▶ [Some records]
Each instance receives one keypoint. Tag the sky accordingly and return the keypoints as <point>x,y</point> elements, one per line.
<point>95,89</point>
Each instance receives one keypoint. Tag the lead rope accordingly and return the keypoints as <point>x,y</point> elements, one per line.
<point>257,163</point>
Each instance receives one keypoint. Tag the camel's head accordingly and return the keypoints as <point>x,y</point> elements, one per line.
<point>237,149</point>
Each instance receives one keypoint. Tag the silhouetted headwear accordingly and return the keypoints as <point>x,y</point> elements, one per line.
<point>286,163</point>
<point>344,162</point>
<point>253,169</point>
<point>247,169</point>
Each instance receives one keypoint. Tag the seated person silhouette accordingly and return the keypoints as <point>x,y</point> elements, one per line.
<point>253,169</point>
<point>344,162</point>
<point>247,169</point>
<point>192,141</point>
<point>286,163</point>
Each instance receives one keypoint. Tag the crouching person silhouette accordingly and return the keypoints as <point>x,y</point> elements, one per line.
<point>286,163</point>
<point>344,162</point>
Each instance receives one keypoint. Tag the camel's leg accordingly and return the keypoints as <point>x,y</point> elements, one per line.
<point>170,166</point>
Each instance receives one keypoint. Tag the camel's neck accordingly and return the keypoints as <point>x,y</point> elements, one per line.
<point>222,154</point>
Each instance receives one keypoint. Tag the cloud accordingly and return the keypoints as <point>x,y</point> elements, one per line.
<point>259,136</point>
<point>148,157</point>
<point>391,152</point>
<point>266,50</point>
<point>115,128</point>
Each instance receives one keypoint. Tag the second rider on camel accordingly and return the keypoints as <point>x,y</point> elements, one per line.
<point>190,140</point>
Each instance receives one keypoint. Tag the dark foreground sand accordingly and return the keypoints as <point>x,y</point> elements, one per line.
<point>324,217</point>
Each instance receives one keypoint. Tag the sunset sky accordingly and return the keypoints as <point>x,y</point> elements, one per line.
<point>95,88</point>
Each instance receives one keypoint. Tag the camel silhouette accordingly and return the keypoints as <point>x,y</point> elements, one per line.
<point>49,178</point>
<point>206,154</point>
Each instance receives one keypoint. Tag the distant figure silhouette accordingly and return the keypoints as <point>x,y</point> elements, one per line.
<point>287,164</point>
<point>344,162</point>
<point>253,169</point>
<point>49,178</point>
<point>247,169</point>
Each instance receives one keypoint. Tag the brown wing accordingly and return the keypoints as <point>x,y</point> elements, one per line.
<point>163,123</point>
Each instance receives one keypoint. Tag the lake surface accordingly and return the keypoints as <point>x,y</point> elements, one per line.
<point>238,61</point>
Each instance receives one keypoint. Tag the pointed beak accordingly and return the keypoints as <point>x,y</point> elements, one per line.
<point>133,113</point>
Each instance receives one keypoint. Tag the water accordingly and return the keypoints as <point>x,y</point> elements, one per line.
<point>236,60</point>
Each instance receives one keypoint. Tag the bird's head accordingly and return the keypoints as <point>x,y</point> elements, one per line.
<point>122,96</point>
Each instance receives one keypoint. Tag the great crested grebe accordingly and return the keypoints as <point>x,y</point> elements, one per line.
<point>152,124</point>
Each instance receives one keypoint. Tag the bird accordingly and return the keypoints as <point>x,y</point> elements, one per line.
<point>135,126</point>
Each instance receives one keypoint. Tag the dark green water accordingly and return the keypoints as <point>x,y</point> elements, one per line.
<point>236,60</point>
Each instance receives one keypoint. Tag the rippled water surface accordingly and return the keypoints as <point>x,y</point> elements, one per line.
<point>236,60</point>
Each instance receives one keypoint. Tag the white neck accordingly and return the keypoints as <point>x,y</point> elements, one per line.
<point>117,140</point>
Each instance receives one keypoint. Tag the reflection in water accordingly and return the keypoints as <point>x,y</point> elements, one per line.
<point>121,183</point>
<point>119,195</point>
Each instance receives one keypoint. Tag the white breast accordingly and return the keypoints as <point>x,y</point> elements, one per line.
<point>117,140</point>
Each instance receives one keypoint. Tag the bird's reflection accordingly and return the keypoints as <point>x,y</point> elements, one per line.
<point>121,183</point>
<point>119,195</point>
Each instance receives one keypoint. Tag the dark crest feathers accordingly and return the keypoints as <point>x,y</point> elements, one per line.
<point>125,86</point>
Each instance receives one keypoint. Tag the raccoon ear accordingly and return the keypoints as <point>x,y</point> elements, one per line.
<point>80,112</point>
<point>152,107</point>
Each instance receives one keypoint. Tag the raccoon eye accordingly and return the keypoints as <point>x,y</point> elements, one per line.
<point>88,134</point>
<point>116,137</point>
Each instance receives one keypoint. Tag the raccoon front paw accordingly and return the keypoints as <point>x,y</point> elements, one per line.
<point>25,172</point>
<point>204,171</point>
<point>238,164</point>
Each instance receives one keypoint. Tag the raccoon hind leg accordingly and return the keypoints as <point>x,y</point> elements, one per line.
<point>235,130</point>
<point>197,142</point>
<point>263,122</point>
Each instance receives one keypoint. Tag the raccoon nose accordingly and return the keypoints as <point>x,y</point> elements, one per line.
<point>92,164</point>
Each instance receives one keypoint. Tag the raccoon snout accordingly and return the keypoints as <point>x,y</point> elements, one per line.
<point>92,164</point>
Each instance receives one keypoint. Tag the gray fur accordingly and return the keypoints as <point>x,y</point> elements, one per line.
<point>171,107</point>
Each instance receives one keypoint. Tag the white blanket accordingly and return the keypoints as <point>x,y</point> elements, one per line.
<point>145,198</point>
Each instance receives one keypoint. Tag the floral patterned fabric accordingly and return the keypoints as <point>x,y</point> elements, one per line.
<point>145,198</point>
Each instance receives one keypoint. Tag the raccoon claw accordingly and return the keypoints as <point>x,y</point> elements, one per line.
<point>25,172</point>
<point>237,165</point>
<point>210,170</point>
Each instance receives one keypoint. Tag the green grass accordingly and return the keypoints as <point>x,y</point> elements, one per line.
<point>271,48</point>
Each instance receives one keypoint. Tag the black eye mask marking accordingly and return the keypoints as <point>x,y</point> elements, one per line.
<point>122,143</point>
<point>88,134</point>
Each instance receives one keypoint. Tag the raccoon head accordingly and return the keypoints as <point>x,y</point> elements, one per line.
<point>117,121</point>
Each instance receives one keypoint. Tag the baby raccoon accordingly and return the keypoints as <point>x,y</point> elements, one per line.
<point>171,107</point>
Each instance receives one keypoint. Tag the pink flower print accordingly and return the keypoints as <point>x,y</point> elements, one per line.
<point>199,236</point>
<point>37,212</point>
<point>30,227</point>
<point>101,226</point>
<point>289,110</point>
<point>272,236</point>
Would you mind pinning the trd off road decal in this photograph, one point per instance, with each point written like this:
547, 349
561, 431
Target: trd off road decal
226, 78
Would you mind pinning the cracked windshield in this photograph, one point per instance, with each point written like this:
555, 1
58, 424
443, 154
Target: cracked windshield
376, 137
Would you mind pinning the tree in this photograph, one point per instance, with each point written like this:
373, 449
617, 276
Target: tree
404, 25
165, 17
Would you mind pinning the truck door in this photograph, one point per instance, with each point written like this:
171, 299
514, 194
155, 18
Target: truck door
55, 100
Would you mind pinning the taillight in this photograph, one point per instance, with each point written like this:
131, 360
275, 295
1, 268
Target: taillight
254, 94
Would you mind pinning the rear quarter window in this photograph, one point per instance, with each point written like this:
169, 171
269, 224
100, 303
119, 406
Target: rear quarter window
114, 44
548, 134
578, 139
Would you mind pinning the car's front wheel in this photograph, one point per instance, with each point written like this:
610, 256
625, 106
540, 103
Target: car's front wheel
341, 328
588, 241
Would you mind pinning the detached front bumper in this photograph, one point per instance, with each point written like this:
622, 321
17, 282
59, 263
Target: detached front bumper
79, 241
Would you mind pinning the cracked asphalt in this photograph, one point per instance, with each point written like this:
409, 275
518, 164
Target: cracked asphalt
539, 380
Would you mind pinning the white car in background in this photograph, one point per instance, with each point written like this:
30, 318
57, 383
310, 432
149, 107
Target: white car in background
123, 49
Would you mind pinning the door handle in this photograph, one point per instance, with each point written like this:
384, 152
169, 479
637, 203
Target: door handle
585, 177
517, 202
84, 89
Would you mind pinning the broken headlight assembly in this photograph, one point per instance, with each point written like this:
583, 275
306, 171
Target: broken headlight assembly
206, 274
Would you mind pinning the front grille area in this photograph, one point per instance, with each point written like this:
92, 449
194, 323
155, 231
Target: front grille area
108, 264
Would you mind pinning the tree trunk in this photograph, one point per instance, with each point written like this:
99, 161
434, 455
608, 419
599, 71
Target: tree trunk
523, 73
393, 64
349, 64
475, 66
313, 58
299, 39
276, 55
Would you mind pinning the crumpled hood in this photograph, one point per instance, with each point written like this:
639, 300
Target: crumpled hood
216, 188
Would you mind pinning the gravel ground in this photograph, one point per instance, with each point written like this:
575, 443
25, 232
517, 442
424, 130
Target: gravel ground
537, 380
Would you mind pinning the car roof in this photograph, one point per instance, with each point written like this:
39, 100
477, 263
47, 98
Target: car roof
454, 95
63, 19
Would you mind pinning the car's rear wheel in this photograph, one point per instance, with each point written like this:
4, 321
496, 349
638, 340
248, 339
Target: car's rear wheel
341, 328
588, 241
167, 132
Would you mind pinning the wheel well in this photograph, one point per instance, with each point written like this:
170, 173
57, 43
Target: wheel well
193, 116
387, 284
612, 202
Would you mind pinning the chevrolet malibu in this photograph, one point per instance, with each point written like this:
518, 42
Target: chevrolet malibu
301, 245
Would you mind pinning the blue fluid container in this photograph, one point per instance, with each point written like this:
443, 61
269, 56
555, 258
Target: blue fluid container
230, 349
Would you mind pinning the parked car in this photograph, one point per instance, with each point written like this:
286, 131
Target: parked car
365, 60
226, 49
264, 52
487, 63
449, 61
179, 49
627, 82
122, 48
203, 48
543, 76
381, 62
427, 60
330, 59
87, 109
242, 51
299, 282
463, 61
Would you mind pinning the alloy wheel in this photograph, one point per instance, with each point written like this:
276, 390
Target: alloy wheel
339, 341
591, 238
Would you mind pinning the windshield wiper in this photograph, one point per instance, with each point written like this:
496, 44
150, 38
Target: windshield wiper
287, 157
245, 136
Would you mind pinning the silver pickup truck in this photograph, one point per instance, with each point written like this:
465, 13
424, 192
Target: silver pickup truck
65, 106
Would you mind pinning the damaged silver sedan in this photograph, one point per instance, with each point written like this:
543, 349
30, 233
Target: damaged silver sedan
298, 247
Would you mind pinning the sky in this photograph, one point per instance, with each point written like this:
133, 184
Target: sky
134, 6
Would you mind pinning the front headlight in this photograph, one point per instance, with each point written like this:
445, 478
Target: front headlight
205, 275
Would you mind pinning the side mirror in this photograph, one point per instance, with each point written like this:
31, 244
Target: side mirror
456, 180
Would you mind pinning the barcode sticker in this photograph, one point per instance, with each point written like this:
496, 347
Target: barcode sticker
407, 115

▶ [WHAT IS REQUIRED]
Edit the lines that begin at the one containing "Each instance receives one keypoint. Tag the pink" and end after the one containing "<point>272,236</point>": replace "pink flower print" with "rose floral pattern", change nothing else, and give back only those lines.

▶ [ANSWER TO THIS EXERCISE]
Each instance receives one keypoint. Tag the rose floral pattern accordingly and return the keypoints as <point>x,y</point> elements, one per line.
<point>199,236</point>
<point>37,212</point>
<point>30,227</point>
<point>101,226</point>
<point>289,110</point>
<point>272,236</point>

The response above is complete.